(Records from a dataset)
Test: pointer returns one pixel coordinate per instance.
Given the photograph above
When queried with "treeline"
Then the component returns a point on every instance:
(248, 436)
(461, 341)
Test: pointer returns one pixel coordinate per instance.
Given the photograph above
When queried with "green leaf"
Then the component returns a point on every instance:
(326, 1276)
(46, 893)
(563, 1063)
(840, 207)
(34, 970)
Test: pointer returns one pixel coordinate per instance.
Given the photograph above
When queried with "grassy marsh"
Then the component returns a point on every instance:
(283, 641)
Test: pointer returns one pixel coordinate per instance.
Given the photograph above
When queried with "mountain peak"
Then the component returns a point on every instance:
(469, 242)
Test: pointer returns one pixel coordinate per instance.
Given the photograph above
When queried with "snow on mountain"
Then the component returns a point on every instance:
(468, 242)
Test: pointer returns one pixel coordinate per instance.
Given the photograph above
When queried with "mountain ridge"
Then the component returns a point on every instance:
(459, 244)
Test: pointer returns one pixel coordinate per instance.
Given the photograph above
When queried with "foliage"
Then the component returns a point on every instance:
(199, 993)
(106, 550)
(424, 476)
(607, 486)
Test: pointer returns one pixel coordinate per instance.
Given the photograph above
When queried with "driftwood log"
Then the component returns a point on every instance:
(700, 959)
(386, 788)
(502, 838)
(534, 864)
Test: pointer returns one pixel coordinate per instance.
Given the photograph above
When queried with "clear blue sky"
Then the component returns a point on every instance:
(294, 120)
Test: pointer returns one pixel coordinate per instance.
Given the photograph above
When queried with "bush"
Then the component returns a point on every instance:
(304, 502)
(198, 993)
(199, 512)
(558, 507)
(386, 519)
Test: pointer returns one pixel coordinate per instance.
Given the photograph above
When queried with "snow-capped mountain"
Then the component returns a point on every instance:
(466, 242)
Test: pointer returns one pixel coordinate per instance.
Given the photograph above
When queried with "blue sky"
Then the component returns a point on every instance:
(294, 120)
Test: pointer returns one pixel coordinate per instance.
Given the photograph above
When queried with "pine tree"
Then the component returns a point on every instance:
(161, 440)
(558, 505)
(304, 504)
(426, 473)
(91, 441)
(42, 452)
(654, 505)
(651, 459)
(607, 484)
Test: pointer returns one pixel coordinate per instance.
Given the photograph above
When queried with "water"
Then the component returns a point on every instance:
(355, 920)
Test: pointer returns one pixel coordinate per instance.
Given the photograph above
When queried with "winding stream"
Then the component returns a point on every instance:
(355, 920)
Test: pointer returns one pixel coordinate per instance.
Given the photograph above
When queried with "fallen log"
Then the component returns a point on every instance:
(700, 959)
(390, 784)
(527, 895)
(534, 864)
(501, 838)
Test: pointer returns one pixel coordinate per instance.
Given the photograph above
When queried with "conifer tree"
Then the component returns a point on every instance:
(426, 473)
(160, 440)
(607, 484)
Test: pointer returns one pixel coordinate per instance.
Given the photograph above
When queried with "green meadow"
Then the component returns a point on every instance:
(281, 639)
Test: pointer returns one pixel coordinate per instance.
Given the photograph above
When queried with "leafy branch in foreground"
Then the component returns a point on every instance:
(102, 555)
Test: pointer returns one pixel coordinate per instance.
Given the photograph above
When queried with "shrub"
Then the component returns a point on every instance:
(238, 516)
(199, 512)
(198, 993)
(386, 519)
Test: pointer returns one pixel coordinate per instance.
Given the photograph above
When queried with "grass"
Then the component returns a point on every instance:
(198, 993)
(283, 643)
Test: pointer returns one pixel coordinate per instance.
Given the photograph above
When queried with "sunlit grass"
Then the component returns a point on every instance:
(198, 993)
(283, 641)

◆ **What you should do**: A single number, please: the count of lines above that contain the string "blue".

◆ **Task result**: 2